WHAT YOU SHOULD DO —
Without including any pictures, copy each entry below exactly.

DATA SUPPLIED —
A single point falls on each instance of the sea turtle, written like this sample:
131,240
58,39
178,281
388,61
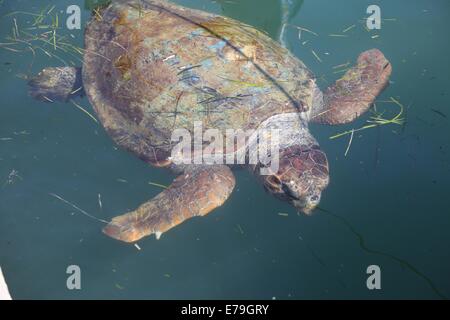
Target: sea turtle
152,66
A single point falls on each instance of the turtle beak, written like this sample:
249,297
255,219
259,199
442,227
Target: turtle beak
307,205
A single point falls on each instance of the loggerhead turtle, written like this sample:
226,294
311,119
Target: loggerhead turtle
153,66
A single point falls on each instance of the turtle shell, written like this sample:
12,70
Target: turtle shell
152,66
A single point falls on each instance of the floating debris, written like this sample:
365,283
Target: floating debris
443,115
338,35
158,185
378,120
349,143
344,65
349,28
12,178
77,208
316,56
402,262
100,201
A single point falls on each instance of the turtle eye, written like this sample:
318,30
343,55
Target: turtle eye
288,191
274,181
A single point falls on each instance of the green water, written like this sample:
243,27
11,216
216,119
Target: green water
392,188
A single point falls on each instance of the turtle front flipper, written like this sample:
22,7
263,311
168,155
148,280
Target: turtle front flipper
354,93
195,193
56,84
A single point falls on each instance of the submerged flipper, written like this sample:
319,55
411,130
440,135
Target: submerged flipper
354,93
195,193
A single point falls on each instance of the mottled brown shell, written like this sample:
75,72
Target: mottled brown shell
151,67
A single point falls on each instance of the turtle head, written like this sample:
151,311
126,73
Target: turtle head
301,177
56,84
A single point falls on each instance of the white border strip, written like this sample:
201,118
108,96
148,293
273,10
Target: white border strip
4,293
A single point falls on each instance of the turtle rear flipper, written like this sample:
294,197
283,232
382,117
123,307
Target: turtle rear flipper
56,84
195,193
354,93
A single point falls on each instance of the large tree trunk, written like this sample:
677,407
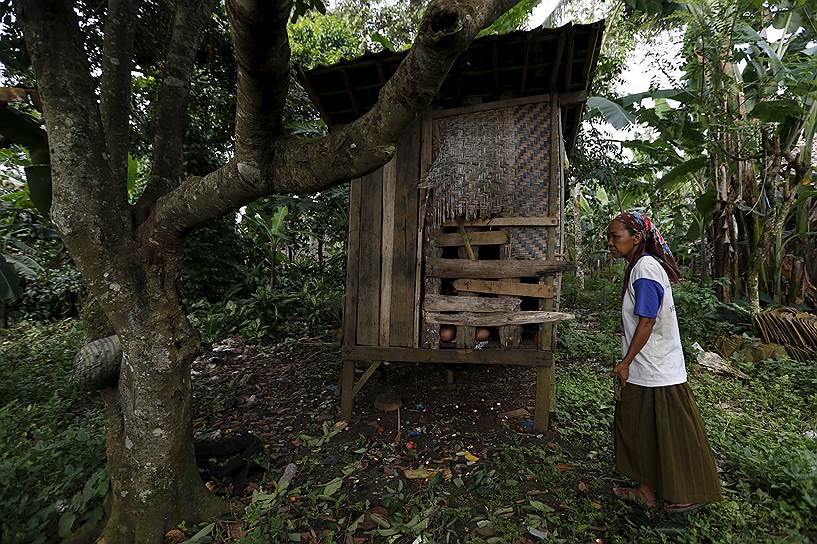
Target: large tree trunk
130,257
155,484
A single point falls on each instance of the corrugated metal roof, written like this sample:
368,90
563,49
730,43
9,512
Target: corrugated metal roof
523,63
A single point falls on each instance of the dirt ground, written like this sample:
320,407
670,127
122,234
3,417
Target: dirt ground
286,396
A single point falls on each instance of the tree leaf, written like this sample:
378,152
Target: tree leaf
202,536
680,173
24,266
332,487
612,112
9,281
377,37
65,524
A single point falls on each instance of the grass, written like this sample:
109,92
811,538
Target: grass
52,447
530,489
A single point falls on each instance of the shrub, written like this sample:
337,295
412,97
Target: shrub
51,436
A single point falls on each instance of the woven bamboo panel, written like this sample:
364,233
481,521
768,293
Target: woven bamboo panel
529,187
492,163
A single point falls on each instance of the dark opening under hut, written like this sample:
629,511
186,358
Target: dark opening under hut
456,245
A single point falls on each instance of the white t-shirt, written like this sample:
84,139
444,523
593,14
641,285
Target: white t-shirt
649,294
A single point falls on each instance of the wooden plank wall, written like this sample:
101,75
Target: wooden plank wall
382,249
369,259
404,236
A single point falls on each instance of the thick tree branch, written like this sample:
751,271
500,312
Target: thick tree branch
171,102
84,196
446,30
89,211
259,30
114,106
276,165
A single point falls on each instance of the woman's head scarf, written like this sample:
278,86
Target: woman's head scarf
652,242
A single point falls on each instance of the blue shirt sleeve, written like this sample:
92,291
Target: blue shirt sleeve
648,296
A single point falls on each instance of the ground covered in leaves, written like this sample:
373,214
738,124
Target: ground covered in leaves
468,467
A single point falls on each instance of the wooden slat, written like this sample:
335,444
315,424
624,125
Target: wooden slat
544,393
420,336
457,268
368,306
546,221
387,250
488,238
444,303
405,265
499,104
504,288
496,319
520,357
352,252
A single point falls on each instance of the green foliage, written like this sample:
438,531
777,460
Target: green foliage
213,260
51,437
701,316
305,301
323,39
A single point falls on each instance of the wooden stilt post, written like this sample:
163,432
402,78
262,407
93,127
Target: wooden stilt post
544,394
347,394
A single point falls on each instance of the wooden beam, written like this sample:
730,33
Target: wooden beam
495,63
496,319
458,268
445,303
486,238
520,357
387,249
349,91
570,99
365,378
544,394
352,264
538,221
571,40
307,85
557,63
528,42
504,288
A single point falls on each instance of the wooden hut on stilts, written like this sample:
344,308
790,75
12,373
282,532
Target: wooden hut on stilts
462,232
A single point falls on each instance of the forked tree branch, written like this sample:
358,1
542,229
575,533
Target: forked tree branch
171,102
86,203
114,100
88,207
259,30
268,164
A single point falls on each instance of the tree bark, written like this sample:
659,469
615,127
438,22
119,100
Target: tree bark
131,267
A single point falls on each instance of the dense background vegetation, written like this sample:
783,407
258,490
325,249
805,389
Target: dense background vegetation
718,151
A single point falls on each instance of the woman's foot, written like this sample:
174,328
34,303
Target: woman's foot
677,508
641,495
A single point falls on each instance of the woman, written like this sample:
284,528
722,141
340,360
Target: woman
660,440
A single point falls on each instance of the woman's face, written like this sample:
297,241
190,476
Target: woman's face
619,240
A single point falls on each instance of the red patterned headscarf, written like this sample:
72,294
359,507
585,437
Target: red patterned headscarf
652,242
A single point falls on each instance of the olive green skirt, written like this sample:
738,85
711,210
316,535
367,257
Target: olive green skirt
660,441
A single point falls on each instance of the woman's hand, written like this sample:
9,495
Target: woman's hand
622,370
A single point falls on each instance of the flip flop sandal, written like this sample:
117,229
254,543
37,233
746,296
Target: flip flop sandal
678,508
631,494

ANSWER BELOW —
A single point falls on each instance of the sea turtle, written like this sample:
131,240
58,39
178,281
388,61
Target: sea turtle
152,66
A single point falls on each instance of the turtle beak, written like this sample:
249,297
255,219
259,199
442,227
Target: turtle beak
307,205
A single point falls on each instance of the loggerhead turtle, written like this sample:
226,294
311,119
Target: loggerhead turtle
153,66
A single point falls on each instance of the turtle shell, written like this sample:
12,70
Target: turtle shell
152,66
A single point falls on each instance of the floating debris, written like this sample:
365,283
Target: floating debris
443,115
338,35
158,185
378,120
349,143
344,65
349,28
12,178
77,208
316,56
402,262
100,201
A single point falls on each instance of the turtle eye, written like this sample:
318,30
343,55
Target: turtle eye
288,191
274,181
A single point falls on each instance of the green water, written like this sample:
243,27
11,216
216,119
Target: green water
392,188
A single point falls on each instance of the turtle front flipper, written like this sample:
22,7
263,311
168,155
148,280
Target: turtle front flipper
354,93
195,193
56,84
A single point falls on each instance of the submerged flipper, written like this sample:
319,55
411,130
440,135
Target: submerged flipper
354,93
195,193
A single point falls on each instance of the mottled brown shell, written like this sample:
75,72
Target: mottled brown shell
151,67
A single point falls on each instance of the turtle head, written like this sample:
151,311
126,73
Target: turtle head
301,177
56,84
A single point falls on each instance of the white border strip, written like this sample:
201,118
108,96
148,293
273,10
Target: white border strip
4,293
A single point falls on each instance of the turtle rear flipper, written like this sample:
294,197
283,232
382,117
123,307
Target: turtle rear flipper
56,84
195,193
354,93
A single point falls on each instance of the large tree trunk, written like this sample:
677,407
Target: large tree trunk
130,257
155,484
A single point falls on each instance of the corrugated metal roof, written like this sample:
368,90
563,49
730,43
9,512
Target: corrugated metal roof
523,63
A single point falls on each instance of the dirt ground, written like this sample:
320,407
670,127
122,234
3,417
Target: dirt ground
286,396
A single point falls on each instance of the tree leaf, written like this sample:
378,152
Target: tree leaf
202,536
680,173
24,266
332,487
612,112
9,281
377,37
65,524
A single point falls on each instance of the grass, written like this sample:
109,92
811,538
Target: grass
52,447
530,489
A single point falls on each instance of the shrub, written like this sample:
337,295
412,97
Target: shrub
51,436
A single point falls on each instance of the woven bamboo panel, written like this sample:
364,233
481,521
768,293
Target: woven bamboo panel
529,187
492,163
A single point falls on each instance of the dark opening under hut, written like this sample:
629,511
186,358
Target: dark opening under hut
456,245
A single point falls on each instance of the white t-shirt, written like this sample:
84,139
444,523
593,14
641,285
Target: white t-shirt
649,294
A single point falls on each instance of the wooden plank wall, written like this sample:
101,75
Target: wooden plank wall
382,249
369,259
404,236
A single point falls on each instance of the thick tree branch, written like this sample:
751,271
500,312
Target: thick tree branch
171,102
84,196
446,30
89,211
259,30
114,106
276,165
A single point falls on each instance of the woman's head scarf, written like this sample:
278,86
Target: woman's head scarf
652,242
A single point falls on each instance of the blue shirt sleeve, written like this sample:
92,291
Target: blue shirt sleeve
648,296
A single point falls on each instance of the ground covered in leaves, written like this sample:
373,214
738,124
Target: ground covered in leaves
468,467
A single point falls on each instance of the wooden slat, written like this sample:
335,444
315,424
624,125
Target: wooden slat
544,393
420,336
457,268
368,306
546,221
387,250
488,238
444,303
405,265
499,104
504,288
496,319
520,357
352,252
A single point falls on each instance of the green foliage, written like this sample:
438,531
777,460
Target: green foliage
213,260
51,437
701,316
305,301
323,39
A single point falls on each instance of the wooden stilt post, written like this sample:
163,432
402,78
262,407
93,127
Target: wooden stilt post
544,394
347,394
A single point falls on each instance of the wooden beam, written like this sample:
730,33
Target: wooden beam
495,63
496,319
458,268
445,303
486,238
520,357
387,249
349,91
570,99
365,378
544,394
352,264
538,221
571,40
307,85
557,63
528,42
504,288
A single point falls on each instance of the wooden hut on stilts, written like this sample:
344,308
790,75
12,373
282,532
Target: wooden hut on stilts
462,232
A single point falls on each instance of the forked tree branch, written like this sample:
358,1
542,229
575,533
Target: forked tree branch
171,102
86,203
114,100
88,207
259,30
268,164
A single point falls on each instance of the tree bark, written like this sample:
659,469
615,127
438,22
119,100
Target: tree bark
131,267
A single point falls on each instance of the dense background vegetation, written like this sample:
783,407
258,490
325,249
805,389
Target: dense background vegetation
718,151
A single point falls on each instance of the woman's foot, written like this sample:
174,328
34,303
Target: woman's foot
677,508
641,495
A single point falls on each instance of the woman, written like this sample:
284,528
722,141
340,360
Target: woman
660,440
A single point falls on each instance of the woman's face, written like this sample:
297,241
190,476
Target: woman's face
619,240
A single point falls on each instance of the red patterned headscarf, written like this sample:
72,294
359,507
585,437
Target: red patterned headscarf
652,242
A single point falls on each instance of the olive green skirt, written like this sample:
738,85
711,210
316,535
367,257
Target: olive green skirt
660,441
A single point falls on each instance of the woman's hand, written like this sample:
9,495
Target: woman's hand
622,370
A single point falls on each instance of the flip flop sandal, written like this sample:
117,229
254,543
37,233
746,296
Target: flip flop sandal
678,508
631,494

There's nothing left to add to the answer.